| Exercise task |
Could you print every record below exactly as it appears?

| Input material |
-- BEGIN --

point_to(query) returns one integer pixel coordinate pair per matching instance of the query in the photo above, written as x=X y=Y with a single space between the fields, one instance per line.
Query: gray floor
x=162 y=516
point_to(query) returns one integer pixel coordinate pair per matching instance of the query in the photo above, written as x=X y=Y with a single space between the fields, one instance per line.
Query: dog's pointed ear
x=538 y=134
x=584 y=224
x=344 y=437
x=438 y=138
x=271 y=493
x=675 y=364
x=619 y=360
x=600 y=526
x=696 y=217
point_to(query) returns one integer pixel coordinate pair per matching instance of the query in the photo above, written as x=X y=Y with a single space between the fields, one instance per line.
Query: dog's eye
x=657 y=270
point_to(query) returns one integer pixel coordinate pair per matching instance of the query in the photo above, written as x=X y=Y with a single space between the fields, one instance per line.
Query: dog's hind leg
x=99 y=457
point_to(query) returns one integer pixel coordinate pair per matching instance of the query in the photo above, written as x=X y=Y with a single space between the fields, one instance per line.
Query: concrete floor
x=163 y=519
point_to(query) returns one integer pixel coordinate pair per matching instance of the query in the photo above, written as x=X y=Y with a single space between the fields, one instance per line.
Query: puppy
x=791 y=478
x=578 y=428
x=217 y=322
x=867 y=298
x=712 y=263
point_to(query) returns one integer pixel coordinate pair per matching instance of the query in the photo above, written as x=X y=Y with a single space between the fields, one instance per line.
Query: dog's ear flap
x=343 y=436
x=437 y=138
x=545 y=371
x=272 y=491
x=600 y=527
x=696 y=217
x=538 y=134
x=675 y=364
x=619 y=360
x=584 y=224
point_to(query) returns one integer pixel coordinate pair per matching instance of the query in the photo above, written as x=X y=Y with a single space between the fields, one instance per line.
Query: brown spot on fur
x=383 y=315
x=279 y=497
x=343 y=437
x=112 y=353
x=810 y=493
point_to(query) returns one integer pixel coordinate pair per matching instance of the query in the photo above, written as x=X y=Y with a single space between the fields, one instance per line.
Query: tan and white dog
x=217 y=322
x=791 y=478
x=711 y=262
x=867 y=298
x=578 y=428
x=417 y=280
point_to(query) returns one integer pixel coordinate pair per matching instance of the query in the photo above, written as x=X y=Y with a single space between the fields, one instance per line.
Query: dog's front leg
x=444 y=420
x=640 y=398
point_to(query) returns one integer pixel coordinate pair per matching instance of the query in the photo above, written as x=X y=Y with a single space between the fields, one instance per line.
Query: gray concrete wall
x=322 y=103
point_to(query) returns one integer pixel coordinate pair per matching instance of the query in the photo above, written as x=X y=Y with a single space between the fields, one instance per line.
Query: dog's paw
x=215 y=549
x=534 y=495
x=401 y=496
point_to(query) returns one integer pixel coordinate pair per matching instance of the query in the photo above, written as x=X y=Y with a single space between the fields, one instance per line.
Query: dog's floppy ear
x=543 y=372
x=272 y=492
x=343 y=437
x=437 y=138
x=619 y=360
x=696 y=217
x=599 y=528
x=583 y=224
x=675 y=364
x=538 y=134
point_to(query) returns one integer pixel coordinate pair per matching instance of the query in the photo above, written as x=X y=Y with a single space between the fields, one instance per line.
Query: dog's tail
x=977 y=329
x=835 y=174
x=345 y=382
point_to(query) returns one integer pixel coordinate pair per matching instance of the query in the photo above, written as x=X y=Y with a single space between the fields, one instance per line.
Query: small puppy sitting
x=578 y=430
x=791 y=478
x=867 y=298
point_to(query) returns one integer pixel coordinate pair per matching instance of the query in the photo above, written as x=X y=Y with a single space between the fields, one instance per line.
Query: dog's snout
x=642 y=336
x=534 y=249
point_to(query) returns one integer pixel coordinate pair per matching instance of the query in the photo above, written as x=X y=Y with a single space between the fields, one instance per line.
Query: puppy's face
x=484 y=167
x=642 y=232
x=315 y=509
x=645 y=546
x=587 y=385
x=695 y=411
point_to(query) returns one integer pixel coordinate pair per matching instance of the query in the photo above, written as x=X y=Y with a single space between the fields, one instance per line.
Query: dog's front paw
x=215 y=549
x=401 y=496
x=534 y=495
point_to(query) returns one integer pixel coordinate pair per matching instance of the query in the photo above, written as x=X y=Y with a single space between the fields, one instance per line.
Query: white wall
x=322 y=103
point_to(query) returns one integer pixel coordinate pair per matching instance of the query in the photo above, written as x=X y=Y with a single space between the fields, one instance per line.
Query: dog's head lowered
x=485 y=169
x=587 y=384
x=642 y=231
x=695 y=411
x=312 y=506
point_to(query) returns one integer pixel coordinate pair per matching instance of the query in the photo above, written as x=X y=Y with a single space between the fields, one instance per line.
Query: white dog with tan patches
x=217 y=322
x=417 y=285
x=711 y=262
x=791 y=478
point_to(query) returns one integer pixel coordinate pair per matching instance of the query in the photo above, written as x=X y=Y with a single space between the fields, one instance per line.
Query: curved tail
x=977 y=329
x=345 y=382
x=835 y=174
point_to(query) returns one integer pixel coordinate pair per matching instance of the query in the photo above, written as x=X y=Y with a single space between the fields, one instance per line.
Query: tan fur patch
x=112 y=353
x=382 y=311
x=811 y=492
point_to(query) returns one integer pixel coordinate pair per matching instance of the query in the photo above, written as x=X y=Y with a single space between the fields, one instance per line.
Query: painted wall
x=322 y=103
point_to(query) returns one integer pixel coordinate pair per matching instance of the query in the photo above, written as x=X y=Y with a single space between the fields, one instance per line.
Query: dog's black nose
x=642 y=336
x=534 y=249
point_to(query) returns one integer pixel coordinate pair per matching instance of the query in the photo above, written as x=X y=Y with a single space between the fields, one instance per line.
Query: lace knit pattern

-- END --

| Correct output |
point_to(query) returns one integer pixel coordinate pair per matching instance of the query in the photo above, written as x=X y=Y with a single space between the fields, one instance per line.
Query: gray floor
x=162 y=516
point_to(query) returns one integer pixel coordinate pair per matching instance of the query in the photo above, written as x=X y=Y with a single space between the fields, one instance per line.
Query: dog's pointed ear
x=538 y=134
x=584 y=224
x=344 y=437
x=438 y=138
x=271 y=493
x=675 y=364
x=619 y=360
x=600 y=526
x=696 y=217
point_to(query) returns one integer pixel coordinate pair per matching instance of the query in the photo above, written as x=X y=Y with a single space between the fields, one instance per line.
Query: dog's eye
x=657 y=270
point_to(query) returns one integer pixel coordinate pair per matching instance of the query in the photo above, written as x=X y=Y with a single space between the fields, one instance per line.
Query: dog's hind leg
x=99 y=457
point_to(query) returns one integer pixel coordinate pair per matching instance of the query in the photo above, written as x=X y=Y with a single space between the fields, one instance per line.
Query: concrete floor
x=163 y=519
point_to(query) returns one integer pixel coordinate pair per matching instance of the query in the photo above, written as x=X y=Y with a single space between the fields, one instance per line.
Query: puppy
x=791 y=478
x=578 y=428
x=217 y=322
x=867 y=298
x=712 y=263
point_to(query) returns one integer pixel coordinate pair per matching instance of the query in the photo above, written as x=X y=Y with a single space between the fields, one instance per line.
Query: dog's ear flap
x=343 y=436
x=437 y=138
x=545 y=371
x=272 y=491
x=600 y=527
x=696 y=217
x=538 y=134
x=675 y=364
x=619 y=360
x=584 y=224
point_to(query) returns one integer pixel coordinate pair per matching instance of the query in the photo above, written as x=X y=Y with a single space between the fields, one instance per line.
Query: brown spot on fur
x=383 y=315
x=279 y=497
x=343 y=437
x=112 y=353
x=810 y=493
point_to(query) returns one integer pixel coordinate pair per matching instance of the query in the photo above, written as x=X y=Y with a single space between the fields, one instance per line.
Query: tan and white dog
x=217 y=322
x=791 y=478
x=711 y=262
x=867 y=298
x=578 y=428
x=417 y=280
point_to(query) returns one integer pixel coordinate pair per matching instance of the query in the photo above, written as x=X y=Y with a single space between the fields, one instance per line.
Query: dog's front leg
x=444 y=420
x=640 y=398
point_to(query) returns one integer pixel coordinate pair per matching instance of the query in the photo above, written as x=X y=Y with a single space between the fields, one instance per line.
Query: gray concrete wall
x=322 y=103
point_to(query) returns one integer pixel coordinate pair per matching instance of the query in the photo above, written as x=X y=Y with a single space between the fields, one instance per line.
Query: dog's paw
x=215 y=549
x=534 y=495
x=401 y=496
point_to(query) returns one integer pixel coordinate pair per matching instance of the query in the photo above, written as x=X y=Y with a single space between the fields, one instance per line.
Query: dog's floppy ear
x=543 y=372
x=272 y=492
x=343 y=437
x=437 y=138
x=619 y=360
x=696 y=217
x=599 y=528
x=583 y=224
x=675 y=364
x=538 y=134
point_to(query) returns one integer pixel coordinate pair per matching instance of the query in the photo above, written as x=X y=Y with a single space between the fields, one instance per line.
Query: dog's tail
x=977 y=329
x=835 y=174
x=345 y=382
point_to(query) returns one integer pixel coordinate pair per matching instance of the query in the photo above, written as x=X y=Y with a single space between the fields, one instance per line.
Query: small puppy sitting
x=578 y=430
x=791 y=478
x=867 y=298
point_to(query) returns one integer pixel coordinate pair per matching instance of the query in the photo above, written as x=X y=Y with a single space between the fields, one instance per line.
Query: dog's snout
x=642 y=336
x=534 y=249
point_to(query) returns one integer pixel coordinate pair per matching instance of the query in the photo above, written as x=X y=Y with a single space between the fields, one instance per line.
Query: puppy's face
x=484 y=167
x=642 y=232
x=315 y=509
x=645 y=546
x=587 y=385
x=695 y=411
point_to(query) returns one integer pixel coordinate pair per matching instance of the query in the photo above, written as x=X y=Y with a single space between the fields, one instance per line.
Query: dog's front paw
x=215 y=549
x=401 y=496
x=534 y=495
point_to(query) returns one integer pixel coordinate pair per matching instance of the query in the photo above, written as x=X y=Y with a single space between the fields, one instance per line.
Query: white wall
x=322 y=103
point_to(query) returns one integer pixel coordinate pair per matching instance of the query in the photo above, written as x=X y=Y with a single space between the fields, one instance per line.
Query: dog's head lowered
x=485 y=169
x=587 y=384
x=642 y=231
x=695 y=411
x=312 y=506
point_to(query) returns one integer pixel coordinate pair per matching instance of the query in the photo above, written as x=X y=Y with a single space between the fields, one instance per line.
Query: white dog with tan patches
x=217 y=322
x=417 y=285
x=711 y=262
x=791 y=478
point_to(query) returns one integer pixel coordinate pair per matching instance of the query in the photo above, written as x=X y=Y with a single space between the fields, one instance per line.
Query: curved tail
x=977 y=329
x=345 y=382
x=835 y=174
point_to(query) returns one integer pixel coordinate pair per matching instance of the query in the photo above, written as x=X y=Y with a single space between the fields, one instance per line.
Query: tan fur patch
x=112 y=353
x=382 y=311
x=811 y=492
point_to(query) returns one integer pixel coordinate pair per matching instance of the query in the photo above, written as x=X y=Y with a single space between the fields, one instance per line.
Query: painted wall
x=322 y=103
point_to(query) returns one integer pixel coordinate pair per matching instance of the query in the photo above, written as x=X y=Y with a single space between the fields, one instance per line.
Query: dog's black nose
x=642 y=336
x=534 y=249
point_to(query) returns one integer pixel coordinate pair per matching instance of the query in the photo above, written as x=X y=Y with a single space between the fields, one instance per line.
Query: lace knit pattern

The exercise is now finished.